TEKS YANG DITAMPILKAN:
|---|

C. Tujuan Penelitian Tujuan dari penelitian ini adalah (1) Untuk mengetahui apakah pemberian Short Wave Diathermy (SWD) dan Transcutaneous Elektrical Stimulation (TENS)berpengaruh terhadap penurunan nyeri pada kasus Piriformis Syndrome sinistra? (2) Untuk mengetahui apakah pemberian Terapi Latihan berpengaruh terhadap peningkatkan kekuatan otot? (3) Untuk mengetahui apakah pemberian Terpi latihan dapat meningkatkan Lingkup Gerak Sendi? (4) Untuk mengetahui apakah meningkatkan kemampuan fungsional pada kasus Piriformis Syndrome sinistra?
7
D. Manfaat Penelitian 1. Bagi Peneliti Merupakan sarana untuk mendalami pengaruh pemberian Short Wave Diathermy (SWD) dan Transcutaneous Elektrical Stimulation (TENS) terhadap penurunan nyeri pada penderita Piriformis Syndrome sinistra, pengaruh pemberian Terapi Latihan terhadap peningkatkan kekuatan otot sehingga dapat meningkatkan kemampuan fungsional pada kasus Piriformis Syndrome sinistra
dan memberikan pengalaman langsung
dalam penelitian dan penyusunan karya tulis ilmiah 2. Bagi Fisioterapis dan Institusi Pelayanan Sebagai bahan masukan dalam pemilihan interverensi yang tepat dalam penanganan pasien sehingga mendapatkan suatu terapi yang baik yang dapat secara bersama-sama dilakukan dengan terapi lainnya. Juga untuk memberikan wawasan bagi fisioterapis yang akan memberikan intervensi terhadap pasien, serta dapat diterapkan dalam praktek klinis. 3. Bagi Pengembangan Ilmu Dapat menambah khasanah ilmu pengetahuan khususnya dalam bidang fisioterapi, perkembangan ilmu pengetahuan dan teknologi dan menjadi bahan acuan bagi penelitian selanjutnya. 4. Bagi Masyarakat Dapat memberikan wawasan kepada masyarakat tentang pentingnya mencegah Syndroma Piriformis dengan menghindari faktor resiko dan menambah wawasan masyarakat tentang pengaruh pemberian Short Wave Diathermy (SWD) dan Transcutaneous Elektrical Stimulation (TENS) terhadap penurunan nyeri pada penderita Piriformis Syndrome sinistra.

|---|

Catatan dari sebuah koleksi:
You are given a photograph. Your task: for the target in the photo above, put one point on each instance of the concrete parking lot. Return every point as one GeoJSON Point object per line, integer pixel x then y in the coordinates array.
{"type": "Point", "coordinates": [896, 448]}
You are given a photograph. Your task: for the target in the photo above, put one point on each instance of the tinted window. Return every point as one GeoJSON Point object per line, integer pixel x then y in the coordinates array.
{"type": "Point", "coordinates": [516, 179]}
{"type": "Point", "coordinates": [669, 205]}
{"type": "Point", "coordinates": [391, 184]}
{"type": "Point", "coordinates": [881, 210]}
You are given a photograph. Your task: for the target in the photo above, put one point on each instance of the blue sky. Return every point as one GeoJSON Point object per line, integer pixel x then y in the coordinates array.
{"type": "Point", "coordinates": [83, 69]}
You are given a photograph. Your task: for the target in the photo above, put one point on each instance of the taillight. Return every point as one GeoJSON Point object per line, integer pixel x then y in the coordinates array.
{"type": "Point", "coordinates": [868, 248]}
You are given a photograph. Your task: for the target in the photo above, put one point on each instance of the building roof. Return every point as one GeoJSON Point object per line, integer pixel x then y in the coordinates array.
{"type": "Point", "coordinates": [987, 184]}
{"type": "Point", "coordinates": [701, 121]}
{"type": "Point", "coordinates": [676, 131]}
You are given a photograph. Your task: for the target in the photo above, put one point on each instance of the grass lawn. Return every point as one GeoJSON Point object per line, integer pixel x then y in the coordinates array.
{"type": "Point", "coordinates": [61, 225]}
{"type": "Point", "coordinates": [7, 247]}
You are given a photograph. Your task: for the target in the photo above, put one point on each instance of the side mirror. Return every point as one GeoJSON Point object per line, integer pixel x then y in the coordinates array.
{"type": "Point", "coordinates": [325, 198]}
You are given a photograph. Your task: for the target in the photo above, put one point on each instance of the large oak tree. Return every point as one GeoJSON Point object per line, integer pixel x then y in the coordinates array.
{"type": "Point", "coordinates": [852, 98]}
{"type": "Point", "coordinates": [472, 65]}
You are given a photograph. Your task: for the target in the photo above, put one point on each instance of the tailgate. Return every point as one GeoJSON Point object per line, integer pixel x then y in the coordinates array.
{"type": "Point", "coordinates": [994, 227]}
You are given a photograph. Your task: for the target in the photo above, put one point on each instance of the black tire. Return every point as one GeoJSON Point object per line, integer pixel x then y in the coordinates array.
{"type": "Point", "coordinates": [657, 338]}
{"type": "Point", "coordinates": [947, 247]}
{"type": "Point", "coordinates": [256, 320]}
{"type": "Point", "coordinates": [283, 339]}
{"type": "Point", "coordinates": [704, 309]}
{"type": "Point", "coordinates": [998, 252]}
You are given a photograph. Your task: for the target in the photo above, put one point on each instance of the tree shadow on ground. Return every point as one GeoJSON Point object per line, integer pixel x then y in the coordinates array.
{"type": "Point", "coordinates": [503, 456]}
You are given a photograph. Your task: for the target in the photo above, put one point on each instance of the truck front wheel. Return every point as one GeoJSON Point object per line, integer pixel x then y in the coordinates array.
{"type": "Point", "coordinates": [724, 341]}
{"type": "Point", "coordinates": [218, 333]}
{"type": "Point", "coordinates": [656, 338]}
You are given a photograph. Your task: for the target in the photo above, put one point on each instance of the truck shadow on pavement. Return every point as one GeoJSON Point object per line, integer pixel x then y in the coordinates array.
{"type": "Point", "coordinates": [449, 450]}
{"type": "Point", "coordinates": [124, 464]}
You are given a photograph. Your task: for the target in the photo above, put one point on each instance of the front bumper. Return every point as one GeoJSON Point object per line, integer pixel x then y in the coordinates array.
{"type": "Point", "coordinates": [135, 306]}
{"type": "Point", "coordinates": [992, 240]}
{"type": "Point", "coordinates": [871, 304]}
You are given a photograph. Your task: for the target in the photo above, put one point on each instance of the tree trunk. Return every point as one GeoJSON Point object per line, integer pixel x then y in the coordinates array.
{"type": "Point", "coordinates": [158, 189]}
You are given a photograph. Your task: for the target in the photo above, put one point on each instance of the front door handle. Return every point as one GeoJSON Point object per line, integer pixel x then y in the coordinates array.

|---|

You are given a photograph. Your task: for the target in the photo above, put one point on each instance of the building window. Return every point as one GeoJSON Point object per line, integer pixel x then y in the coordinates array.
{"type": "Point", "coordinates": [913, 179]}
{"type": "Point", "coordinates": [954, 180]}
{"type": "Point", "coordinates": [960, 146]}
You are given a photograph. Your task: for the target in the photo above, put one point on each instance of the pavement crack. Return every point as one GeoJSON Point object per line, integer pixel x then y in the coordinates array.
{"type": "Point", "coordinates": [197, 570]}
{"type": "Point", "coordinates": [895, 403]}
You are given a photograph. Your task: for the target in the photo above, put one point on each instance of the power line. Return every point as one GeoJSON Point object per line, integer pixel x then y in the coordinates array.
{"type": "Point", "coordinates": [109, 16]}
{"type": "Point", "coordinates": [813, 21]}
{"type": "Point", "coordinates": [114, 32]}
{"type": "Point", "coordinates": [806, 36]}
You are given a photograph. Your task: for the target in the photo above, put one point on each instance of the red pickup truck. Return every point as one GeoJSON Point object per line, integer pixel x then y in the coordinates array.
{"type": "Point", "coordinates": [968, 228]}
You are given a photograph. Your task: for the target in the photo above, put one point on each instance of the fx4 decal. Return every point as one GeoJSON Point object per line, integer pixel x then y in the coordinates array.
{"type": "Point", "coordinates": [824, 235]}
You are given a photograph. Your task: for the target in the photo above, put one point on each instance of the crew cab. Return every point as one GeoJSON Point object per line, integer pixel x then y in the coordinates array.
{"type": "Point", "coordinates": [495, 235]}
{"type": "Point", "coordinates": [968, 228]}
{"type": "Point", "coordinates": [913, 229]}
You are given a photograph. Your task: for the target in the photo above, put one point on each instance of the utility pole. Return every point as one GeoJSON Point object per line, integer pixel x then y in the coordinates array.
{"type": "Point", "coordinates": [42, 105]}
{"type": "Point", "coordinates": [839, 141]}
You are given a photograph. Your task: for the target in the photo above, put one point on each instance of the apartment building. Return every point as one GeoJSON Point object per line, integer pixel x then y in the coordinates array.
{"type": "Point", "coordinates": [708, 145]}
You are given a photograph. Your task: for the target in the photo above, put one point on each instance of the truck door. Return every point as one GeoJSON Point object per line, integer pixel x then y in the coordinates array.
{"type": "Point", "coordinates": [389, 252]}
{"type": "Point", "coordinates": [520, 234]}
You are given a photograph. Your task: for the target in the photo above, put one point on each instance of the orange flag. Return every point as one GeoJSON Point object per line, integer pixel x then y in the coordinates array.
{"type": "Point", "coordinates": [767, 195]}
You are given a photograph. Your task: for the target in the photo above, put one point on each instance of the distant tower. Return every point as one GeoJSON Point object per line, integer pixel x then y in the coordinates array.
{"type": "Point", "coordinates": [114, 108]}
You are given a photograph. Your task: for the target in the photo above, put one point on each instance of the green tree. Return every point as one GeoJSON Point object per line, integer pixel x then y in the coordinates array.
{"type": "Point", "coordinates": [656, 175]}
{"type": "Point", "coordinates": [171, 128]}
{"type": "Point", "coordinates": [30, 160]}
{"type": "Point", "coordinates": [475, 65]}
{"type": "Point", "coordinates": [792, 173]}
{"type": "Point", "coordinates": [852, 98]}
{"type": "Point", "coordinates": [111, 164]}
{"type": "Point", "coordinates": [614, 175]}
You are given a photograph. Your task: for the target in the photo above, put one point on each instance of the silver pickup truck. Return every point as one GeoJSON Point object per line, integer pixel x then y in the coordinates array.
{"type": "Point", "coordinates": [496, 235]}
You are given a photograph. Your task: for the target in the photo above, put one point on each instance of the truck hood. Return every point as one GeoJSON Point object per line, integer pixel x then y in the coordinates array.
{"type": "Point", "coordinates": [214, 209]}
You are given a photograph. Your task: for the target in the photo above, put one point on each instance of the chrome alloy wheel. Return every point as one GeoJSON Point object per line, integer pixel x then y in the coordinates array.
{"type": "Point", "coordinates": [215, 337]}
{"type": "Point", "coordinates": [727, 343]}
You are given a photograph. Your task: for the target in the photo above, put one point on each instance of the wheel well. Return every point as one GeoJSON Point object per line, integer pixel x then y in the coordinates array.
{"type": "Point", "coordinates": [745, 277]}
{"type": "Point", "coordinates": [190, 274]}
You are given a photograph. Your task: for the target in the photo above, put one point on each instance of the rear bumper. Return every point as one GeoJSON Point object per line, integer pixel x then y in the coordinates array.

|---|

PETUNJUK LATIHAN:
Terjemahkan ke dalam bahasa Inggris kalimat berikut dari teks tentang penelitian Piriformis Syndrome: "Juga untuk memberikan wawasan bagi fisioterapis yang akan memberikan intervensi terhadap pasien, serta dapat diterapkan dalam praktek klinis."

JAWABAN LATIHAN:
It is also intended to provide insight for physiotherapists who will deliver interventions to patients, and it can be applied in clinical practice.